[Written request] The records below need retyping in full; give them again exactly.

— START OF Dataset records —

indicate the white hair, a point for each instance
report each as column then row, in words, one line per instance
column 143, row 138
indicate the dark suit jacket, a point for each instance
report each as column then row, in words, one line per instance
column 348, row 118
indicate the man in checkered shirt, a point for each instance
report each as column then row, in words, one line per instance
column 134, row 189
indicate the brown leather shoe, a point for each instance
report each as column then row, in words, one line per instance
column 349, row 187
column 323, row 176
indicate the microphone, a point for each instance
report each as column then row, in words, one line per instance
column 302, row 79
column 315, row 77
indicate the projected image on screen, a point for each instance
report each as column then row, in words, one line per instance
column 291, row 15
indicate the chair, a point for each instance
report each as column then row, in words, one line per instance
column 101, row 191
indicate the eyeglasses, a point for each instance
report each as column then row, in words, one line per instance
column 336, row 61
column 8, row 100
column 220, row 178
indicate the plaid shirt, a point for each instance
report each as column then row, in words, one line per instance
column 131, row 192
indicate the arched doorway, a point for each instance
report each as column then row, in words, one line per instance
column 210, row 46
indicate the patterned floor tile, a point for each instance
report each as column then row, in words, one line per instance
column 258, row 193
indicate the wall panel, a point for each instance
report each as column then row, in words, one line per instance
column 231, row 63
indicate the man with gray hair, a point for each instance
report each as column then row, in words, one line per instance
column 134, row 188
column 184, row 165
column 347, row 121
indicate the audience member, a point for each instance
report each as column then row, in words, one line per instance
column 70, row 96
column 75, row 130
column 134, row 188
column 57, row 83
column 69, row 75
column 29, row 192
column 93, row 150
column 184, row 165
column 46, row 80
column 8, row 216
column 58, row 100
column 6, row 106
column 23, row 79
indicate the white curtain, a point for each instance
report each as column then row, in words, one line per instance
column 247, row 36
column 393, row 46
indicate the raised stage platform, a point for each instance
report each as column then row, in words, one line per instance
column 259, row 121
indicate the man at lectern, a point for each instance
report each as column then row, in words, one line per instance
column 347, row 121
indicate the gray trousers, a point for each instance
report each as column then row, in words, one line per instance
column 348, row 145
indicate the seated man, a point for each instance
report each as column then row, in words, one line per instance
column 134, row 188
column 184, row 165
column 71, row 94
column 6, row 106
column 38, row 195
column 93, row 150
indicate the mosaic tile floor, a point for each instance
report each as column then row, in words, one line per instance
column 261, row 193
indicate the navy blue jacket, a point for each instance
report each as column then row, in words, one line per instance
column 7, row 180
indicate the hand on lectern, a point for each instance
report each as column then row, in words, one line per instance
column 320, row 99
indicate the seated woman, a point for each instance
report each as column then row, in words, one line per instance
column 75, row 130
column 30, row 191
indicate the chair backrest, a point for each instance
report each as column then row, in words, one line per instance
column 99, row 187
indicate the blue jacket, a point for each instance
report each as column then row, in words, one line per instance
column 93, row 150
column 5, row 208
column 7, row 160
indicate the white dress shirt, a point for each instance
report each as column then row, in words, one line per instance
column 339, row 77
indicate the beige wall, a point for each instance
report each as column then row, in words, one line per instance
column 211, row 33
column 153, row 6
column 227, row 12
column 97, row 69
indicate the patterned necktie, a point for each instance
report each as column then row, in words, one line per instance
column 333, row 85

— END OF Dataset records —

[Right answer]
indicate the white hair, a point for each instance
report each as column then row, in words, one line per instance
column 143, row 138
indicate the dark suit jacket, a point for each instance
report each as column then row, in words, one line per instance
column 348, row 118
indicate the man in checkered shirt, a point for each instance
report each as column then row, in words, one line per instance
column 134, row 189
indicate the brown leather shoe, a point for each instance
report each as column then row, in words, one line per instance
column 349, row 187
column 323, row 176
indicate the microphone, a point for each instance
report each as column then row, in words, one line per instance
column 302, row 79
column 315, row 77
indicate the projected image on screen, a point for each instance
report each as column then row, in words, one line per instance
column 291, row 15
indicate the chair, a point for each instance
report each as column then row, in words, one line per instance
column 101, row 191
indicate the eyeglasses, a point for each instance
report each as column then row, in words, one line per instance
column 336, row 61
column 8, row 100
column 220, row 178
indicate the plaid shirt, a point for each instance
report each as column then row, in words, one line per instance
column 131, row 192
indicate the arched doorway, a point for each instance
report each as column then row, in words, one line per instance
column 210, row 46
indicate the patterned floor tile, a point for each instance
report each as column then row, in words, one line per instance
column 258, row 193
indicate the wall panel, a point for each instance
report each as column then row, in words, one line per instance
column 231, row 63
indicate the man with gray hair, a point for each instance
report each as column then row, in words, one line per instance
column 134, row 188
column 184, row 165
column 347, row 121
indicate the audience member, a point for each instance
report each as column then row, in words, one line per instance
column 70, row 96
column 75, row 130
column 134, row 188
column 57, row 83
column 69, row 75
column 29, row 192
column 93, row 150
column 184, row 165
column 46, row 80
column 8, row 216
column 58, row 100
column 6, row 106
column 23, row 79
indicate the white curtain, a point for each instance
report each as column then row, in words, one line per instance
column 247, row 36
column 393, row 46
indicate the raised stage platform, a point for each instance
report each as column then row, in words, one line per instance
column 259, row 121
indicate the man at lectern, a point for each instance
report each as column then row, in words, one line per instance
column 347, row 121
indicate the gray trousers, a point for each instance
report each as column then row, in words, one line per instance
column 348, row 145
indicate the seated man, a point for each instance
report each as column then row, in words, one line per instance
column 134, row 188
column 184, row 165
column 71, row 94
column 6, row 106
column 38, row 195
column 93, row 150
indicate the mosaic tile floor, a point for each instance
report each as column then row, in words, one line per instance
column 261, row 193
indicate the navy blue jacket, a point for each instance
report each as column then row, in words, one line per instance
column 7, row 180
indicate the hand on lectern, a point for each instance
report each as column then row, in words, one line per instance
column 320, row 99
indicate the seated woman, a point for each instance
report each as column then row, in words, one line per instance
column 75, row 130
column 30, row 191
indicate the chair backrest, a point for each instance
report each as column then row, in words, one line per instance
column 99, row 187
indicate the blue jacket, a point for each instance
report each as column then row, in words, one line per instance
column 93, row 150
column 5, row 208
column 7, row 160
indicate the white dress shirt, a point for each instance
report each as column then row, in words, one line per instance
column 339, row 77
indicate the beige wall, a point for each instance
report each as column then row, in words, one line per instance
column 211, row 33
column 153, row 6
column 227, row 12
column 97, row 69
indicate the patterned necktie, a point for each instance
report each as column then row, in words, one line per instance
column 333, row 85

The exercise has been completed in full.